- [USING THE INFORMATION]
1) Answer these questions from the guide on running AI models in the browser:
(a) Below what size do models work best in browser environments?
(b) Which model does the guide list for face detection?
(c) From what format to what format does the guide suggest quantizing models?
2) Carry the guide on running AI models in the browser forward from its last line, adding more performance optimization tips.
[[ TEXT SECTION, beginning ]]
This is a simplified example. Real-world implementation would require a proper tokenizer that matches how your model was trained, handling of token IDs, and possibly additional preprocessing.

Finding Suitable Models

Not all models can effectively run in the browser. Here are some guidelines:

Size Matters: Smaller models (< 100MB) work best in browser environments
Quantized Models: Look for quantized models (INT8 or UINT8) which are much smaller
Specialized Models: Models designed for specific tasks generally perform better than general-purpose ones
Model Hubs: Check ONNX Model Zoo, Hugging Face, or convert custom models from PyTorch/TensorFlow

Popular models suitable for browser deployment include:

MobileNet for image classification
BERT-tiny for NLP tasks
BlazeFace for face detection
PoseNet for pose estimation

Performance Optimization Tips

When running AI models in the browser, performance optimization is crucial:

Quantize models from FP32 to INT8 when possible (trading minimal accuracy for significant size reduction)
[[ TEXT SECTION, end ]]
[[ SUPPLIED MATERIAL, beginning ]]
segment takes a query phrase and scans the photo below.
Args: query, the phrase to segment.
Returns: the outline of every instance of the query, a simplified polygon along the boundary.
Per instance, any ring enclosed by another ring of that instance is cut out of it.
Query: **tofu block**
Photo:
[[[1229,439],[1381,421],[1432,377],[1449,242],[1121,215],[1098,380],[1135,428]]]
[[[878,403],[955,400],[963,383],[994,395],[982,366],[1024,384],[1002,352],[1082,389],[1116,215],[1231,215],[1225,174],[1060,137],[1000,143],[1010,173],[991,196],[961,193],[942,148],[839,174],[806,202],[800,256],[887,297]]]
[[ SUPPLIED MATERIAL, end ]]
- [PER-TASK OUTPUTS]
1)
(a) 100MB
(b) BlazeFace
(c) From FP32 to INT8

2)
Use Web Workers to run inference on a separate thread
Load models asynchronously to avoid blocking the main thread
Implement progressive loading for larger models
Leverage caching to avoid reloading the model on repeat visits

Conclusion

Client-side AI with ONNX Runtime opens up exciting possibilities for creating intelligent applications that respect user privacy and reduce operational costs. While it's not suited for every AI use case, particularly those requiring large-scale models, it's perfect for many common scenarios like content classification, image recognition, and simple natural language processing tasks.

By thoughtfully considering the tradeoffs and optimizing for the browser environment, you can create compelling AI-enhanced experiences that run entirely on your users' devices.